(DATA begins)
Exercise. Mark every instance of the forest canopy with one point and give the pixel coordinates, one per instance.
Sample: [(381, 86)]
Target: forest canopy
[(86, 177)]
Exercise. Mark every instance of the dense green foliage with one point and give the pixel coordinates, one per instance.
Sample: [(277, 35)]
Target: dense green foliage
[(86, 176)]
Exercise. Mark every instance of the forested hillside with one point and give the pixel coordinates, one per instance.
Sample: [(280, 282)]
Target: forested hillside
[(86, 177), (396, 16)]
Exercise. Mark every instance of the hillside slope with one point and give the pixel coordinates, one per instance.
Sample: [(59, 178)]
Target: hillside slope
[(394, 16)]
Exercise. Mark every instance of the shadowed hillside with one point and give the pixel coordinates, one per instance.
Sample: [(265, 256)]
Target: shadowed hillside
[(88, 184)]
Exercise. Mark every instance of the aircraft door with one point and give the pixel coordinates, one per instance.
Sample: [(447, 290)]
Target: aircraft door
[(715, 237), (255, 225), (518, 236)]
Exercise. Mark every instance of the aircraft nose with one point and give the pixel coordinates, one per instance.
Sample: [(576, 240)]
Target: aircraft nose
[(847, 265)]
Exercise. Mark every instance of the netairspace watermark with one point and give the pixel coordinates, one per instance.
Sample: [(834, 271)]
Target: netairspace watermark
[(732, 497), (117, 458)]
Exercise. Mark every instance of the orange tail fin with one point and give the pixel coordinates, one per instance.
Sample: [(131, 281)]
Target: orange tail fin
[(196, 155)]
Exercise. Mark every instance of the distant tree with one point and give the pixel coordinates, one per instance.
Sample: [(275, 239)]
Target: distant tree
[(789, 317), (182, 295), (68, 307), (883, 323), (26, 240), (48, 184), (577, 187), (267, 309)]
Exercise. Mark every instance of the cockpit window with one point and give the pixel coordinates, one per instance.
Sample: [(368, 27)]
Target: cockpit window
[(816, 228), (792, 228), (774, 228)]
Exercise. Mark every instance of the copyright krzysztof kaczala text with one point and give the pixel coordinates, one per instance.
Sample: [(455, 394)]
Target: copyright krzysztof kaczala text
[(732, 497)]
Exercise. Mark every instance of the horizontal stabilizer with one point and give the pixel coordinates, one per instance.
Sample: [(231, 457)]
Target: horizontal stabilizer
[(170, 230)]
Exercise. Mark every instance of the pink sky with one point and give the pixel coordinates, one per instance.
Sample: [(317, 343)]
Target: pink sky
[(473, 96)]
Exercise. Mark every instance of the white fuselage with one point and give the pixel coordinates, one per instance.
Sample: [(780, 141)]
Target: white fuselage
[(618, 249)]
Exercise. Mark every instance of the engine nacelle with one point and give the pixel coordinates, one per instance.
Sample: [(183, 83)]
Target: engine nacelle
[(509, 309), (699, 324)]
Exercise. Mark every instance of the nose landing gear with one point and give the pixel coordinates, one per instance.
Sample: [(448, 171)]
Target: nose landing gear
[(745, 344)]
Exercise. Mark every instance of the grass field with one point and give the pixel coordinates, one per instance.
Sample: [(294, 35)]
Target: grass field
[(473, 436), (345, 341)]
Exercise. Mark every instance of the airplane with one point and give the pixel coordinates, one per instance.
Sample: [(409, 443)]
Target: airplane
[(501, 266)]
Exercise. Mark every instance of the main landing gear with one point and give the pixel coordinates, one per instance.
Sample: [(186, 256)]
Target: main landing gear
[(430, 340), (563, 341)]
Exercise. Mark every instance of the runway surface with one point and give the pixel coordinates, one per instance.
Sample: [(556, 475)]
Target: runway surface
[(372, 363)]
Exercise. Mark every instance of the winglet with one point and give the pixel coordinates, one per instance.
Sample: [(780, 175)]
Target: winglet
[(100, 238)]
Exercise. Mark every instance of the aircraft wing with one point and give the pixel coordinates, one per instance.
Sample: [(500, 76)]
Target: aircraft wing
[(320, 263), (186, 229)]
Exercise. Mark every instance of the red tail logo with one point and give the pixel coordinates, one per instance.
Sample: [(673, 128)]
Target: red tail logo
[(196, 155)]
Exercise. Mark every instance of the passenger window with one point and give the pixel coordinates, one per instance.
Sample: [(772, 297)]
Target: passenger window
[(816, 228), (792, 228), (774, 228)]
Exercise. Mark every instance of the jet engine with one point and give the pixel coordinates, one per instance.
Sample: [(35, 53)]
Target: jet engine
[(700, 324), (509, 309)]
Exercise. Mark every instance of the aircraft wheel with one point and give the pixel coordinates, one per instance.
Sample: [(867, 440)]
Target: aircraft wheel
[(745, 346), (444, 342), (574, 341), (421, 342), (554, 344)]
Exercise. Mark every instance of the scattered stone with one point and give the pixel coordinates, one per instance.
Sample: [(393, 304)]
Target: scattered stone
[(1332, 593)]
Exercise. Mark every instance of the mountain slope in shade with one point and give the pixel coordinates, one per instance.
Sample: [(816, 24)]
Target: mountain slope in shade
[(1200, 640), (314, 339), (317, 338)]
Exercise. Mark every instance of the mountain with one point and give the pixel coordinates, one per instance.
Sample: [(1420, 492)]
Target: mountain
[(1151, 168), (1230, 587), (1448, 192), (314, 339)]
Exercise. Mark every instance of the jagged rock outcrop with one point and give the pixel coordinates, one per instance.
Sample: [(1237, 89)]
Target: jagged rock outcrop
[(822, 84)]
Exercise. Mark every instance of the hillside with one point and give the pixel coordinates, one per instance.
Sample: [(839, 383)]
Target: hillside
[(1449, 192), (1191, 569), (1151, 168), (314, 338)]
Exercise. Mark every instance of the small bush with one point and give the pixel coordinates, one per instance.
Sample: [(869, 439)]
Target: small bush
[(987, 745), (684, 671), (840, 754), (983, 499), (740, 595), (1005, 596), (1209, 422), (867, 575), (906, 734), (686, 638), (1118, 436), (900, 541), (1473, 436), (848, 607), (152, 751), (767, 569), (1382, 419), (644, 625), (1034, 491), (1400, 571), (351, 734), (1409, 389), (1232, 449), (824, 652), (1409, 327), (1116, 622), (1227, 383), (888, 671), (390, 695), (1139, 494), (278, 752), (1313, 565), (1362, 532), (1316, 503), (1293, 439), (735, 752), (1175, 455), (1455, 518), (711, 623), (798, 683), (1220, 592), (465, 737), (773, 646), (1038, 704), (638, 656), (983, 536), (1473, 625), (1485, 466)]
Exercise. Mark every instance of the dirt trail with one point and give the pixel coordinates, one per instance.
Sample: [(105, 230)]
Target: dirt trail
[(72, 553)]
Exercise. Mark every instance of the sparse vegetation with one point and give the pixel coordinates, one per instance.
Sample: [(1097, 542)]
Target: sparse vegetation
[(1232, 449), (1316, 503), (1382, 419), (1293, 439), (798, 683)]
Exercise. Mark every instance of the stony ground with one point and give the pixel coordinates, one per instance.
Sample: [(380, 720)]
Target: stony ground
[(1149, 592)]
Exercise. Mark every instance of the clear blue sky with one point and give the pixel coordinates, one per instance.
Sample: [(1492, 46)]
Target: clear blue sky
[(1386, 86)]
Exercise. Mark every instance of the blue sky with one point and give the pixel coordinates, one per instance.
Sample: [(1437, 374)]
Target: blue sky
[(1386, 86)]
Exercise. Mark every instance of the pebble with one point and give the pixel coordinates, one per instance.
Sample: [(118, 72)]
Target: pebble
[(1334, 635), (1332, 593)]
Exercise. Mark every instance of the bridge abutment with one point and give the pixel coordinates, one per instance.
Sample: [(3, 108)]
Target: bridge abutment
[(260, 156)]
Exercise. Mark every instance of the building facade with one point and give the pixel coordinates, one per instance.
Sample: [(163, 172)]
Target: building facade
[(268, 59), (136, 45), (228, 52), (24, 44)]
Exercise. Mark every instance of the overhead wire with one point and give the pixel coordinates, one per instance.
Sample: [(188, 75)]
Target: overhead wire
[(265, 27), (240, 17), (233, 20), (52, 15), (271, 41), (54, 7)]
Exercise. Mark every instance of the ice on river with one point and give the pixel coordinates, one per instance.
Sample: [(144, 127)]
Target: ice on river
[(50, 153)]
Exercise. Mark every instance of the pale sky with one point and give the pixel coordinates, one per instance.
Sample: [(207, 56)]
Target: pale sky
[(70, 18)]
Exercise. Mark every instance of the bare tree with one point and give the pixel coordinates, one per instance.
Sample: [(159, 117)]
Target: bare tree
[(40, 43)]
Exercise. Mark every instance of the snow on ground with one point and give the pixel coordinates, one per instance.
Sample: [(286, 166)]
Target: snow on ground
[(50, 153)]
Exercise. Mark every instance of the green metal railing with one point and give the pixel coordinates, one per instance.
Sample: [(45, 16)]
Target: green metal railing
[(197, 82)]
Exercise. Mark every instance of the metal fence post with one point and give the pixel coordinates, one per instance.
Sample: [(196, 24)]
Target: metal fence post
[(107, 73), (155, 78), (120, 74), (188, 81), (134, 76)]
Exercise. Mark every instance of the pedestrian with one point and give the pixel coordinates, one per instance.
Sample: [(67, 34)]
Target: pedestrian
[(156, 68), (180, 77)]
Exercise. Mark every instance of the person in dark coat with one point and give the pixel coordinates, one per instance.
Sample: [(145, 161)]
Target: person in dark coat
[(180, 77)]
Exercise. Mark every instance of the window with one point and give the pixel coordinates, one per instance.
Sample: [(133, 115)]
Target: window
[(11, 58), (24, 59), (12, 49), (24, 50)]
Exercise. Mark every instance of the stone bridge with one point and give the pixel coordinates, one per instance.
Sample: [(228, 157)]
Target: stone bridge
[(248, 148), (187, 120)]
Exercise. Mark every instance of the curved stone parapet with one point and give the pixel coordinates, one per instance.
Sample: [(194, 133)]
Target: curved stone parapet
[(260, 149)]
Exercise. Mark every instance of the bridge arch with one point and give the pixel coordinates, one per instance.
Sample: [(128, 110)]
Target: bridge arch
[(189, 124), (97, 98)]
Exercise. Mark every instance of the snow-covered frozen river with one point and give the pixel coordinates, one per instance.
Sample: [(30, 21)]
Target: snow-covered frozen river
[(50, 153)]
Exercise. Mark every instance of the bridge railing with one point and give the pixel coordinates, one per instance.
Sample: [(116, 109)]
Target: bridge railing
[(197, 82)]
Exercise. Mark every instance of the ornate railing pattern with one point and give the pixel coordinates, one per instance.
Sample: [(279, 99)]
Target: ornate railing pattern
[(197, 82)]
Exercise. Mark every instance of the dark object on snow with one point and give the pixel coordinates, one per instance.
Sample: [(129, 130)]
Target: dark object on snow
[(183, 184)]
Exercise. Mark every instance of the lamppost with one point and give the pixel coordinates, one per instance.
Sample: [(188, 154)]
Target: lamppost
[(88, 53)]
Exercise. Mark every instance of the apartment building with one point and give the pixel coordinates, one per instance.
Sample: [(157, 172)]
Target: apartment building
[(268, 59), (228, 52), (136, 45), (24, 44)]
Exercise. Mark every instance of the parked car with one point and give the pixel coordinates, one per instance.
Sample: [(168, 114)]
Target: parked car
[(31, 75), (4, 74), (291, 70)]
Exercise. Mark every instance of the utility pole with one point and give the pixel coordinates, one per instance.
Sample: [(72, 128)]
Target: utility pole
(DATA ends)
### WORK INSTRUCTIONS
In the records above, how many lines hold the string "utility"? Respond with that number only.

### RESPONSE TO THIS TASK
2